How to complete this task => Copy each line of the entries below that contains the string "abdomen".

Information supplied =>
────────────────────────────────────────
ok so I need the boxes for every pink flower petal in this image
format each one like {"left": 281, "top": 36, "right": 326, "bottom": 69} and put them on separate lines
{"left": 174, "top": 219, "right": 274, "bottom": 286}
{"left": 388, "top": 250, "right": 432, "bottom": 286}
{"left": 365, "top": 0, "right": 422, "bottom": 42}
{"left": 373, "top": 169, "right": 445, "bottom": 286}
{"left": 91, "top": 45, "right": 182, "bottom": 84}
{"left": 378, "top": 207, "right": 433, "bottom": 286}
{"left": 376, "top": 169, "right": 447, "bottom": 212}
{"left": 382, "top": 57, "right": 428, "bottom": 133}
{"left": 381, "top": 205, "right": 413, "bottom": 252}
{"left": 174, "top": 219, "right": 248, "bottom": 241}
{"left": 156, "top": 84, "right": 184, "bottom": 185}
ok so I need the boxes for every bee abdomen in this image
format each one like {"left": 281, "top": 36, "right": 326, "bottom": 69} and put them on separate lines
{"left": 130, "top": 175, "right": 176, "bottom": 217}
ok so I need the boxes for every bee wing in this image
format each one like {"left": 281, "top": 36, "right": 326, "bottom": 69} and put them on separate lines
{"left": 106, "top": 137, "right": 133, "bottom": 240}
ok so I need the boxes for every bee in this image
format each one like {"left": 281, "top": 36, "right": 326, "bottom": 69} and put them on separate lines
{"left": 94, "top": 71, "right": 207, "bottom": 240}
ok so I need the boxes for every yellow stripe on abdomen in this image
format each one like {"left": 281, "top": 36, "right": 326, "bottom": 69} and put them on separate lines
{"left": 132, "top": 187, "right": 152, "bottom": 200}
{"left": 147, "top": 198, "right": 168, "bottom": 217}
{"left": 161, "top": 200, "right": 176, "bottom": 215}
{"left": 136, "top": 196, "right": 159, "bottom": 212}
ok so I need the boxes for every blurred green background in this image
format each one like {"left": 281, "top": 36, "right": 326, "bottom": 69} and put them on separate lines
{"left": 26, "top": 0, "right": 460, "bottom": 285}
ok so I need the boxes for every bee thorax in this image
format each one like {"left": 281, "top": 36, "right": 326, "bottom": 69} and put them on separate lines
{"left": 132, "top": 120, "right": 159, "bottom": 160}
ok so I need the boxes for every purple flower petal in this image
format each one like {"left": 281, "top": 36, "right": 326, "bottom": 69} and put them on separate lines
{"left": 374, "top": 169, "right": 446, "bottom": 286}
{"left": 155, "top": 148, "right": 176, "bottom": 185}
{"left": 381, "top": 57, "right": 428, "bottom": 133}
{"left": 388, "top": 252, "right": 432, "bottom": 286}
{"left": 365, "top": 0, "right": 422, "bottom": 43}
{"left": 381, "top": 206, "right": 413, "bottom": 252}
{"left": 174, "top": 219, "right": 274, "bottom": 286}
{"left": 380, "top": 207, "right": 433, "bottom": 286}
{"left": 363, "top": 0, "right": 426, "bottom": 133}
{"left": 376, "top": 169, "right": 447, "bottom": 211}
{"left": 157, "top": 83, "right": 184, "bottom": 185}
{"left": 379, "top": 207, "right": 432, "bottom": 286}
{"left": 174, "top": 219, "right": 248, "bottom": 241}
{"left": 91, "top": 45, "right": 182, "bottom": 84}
────────────────────────────────────────
Exercise result =>
ok so I need the boxes for every bee abdomen in this image
ok so I need the boxes for every yellow stripe on abdomen in this image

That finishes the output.